### Exercise
Recast every line of the listing below as a Markdown table with the columns Row and Line. Number the rows in order, skip blank lines, and leave the pictures out.

### Location identification entries
** Start **
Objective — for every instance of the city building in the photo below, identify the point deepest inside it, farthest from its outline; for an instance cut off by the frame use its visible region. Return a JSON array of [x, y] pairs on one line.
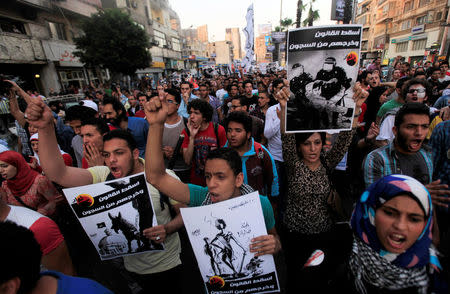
[[202, 33], [162, 24], [221, 52], [36, 41], [234, 36], [194, 51], [410, 28], [417, 30]]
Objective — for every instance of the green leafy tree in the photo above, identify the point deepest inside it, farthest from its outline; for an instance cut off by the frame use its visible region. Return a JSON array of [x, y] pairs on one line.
[[313, 15], [112, 40], [284, 24]]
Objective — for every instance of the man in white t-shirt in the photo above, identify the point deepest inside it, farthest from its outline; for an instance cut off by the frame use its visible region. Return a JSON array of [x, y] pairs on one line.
[[55, 255], [173, 127]]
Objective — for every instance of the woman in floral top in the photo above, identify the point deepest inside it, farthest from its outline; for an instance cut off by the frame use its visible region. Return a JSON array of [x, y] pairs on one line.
[[307, 223], [23, 186]]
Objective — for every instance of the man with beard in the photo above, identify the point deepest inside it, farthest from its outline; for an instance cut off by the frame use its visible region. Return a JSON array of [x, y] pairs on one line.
[[407, 155], [200, 137], [258, 165], [121, 159], [115, 114]]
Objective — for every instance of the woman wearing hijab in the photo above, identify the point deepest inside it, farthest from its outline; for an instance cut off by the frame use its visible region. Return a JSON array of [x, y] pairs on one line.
[[392, 251], [25, 187], [36, 164]]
** End **
### Solved exercise
| Row | Line |
|---|---|
| 1 | Objective — for every instance of the city building in the photo below, identify the point deepest inside it, farthest from its outline; for an instance cut off by the frame use its visible region. Return a JSON array of [x, y] pairs on one line. |
| 2 | [[202, 33], [162, 24], [221, 52], [36, 41], [234, 36], [194, 51], [410, 28], [417, 30]] |
| 3 | Objective — for every instance of the green leafy tree in the photo above, identify the point deepest inside it, farthest from its outline; for an instance cut off by the frame use its visible region. Return a JSON array of [x, y] pairs on one line. |
| 4 | [[313, 15], [112, 40], [284, 24]] |
| 5 | Objective — for every instance of the man in white t-shirt in the photo above, identify the point deepest inside it, farthest from its outline; for an instance cut off by the frame use its visible region. Return a JSON array of [x, y] pairs on one line. |
| 6 | [[55, 255], [173, 127]] |
| 7 | Objective — for every instance of the woman in floral top in the photo above, identify the point deepest inside it, farthest from its outline; for an instance cut off by the frame use its visible region. Return a JSON array of [x, y] pairs on one line. |
| 8 | [[307, 223], [23, 186]] |
| 9 | Objective — for every instance of the man with beard in the photo above, identify the point deepest inside it, farthest from its outline; for an instance cut off by the frame use its visible region. Return a JSON array of [x, y] pairs on one line. |
| 10 | [[407, 155], [200, 137], [258, 165], [121, 159], [115, 114]] |
| 11 | Objective — for every instance of the woman wearing hijab in the photo above, identify the point deepest inside it, farthest from its outline; for an instance cut off by the frame use its visible region. Return a JSON array of [x, y] pairs on one line. |
| 12 | [[392, 251], [25, 187], [36, 164]] |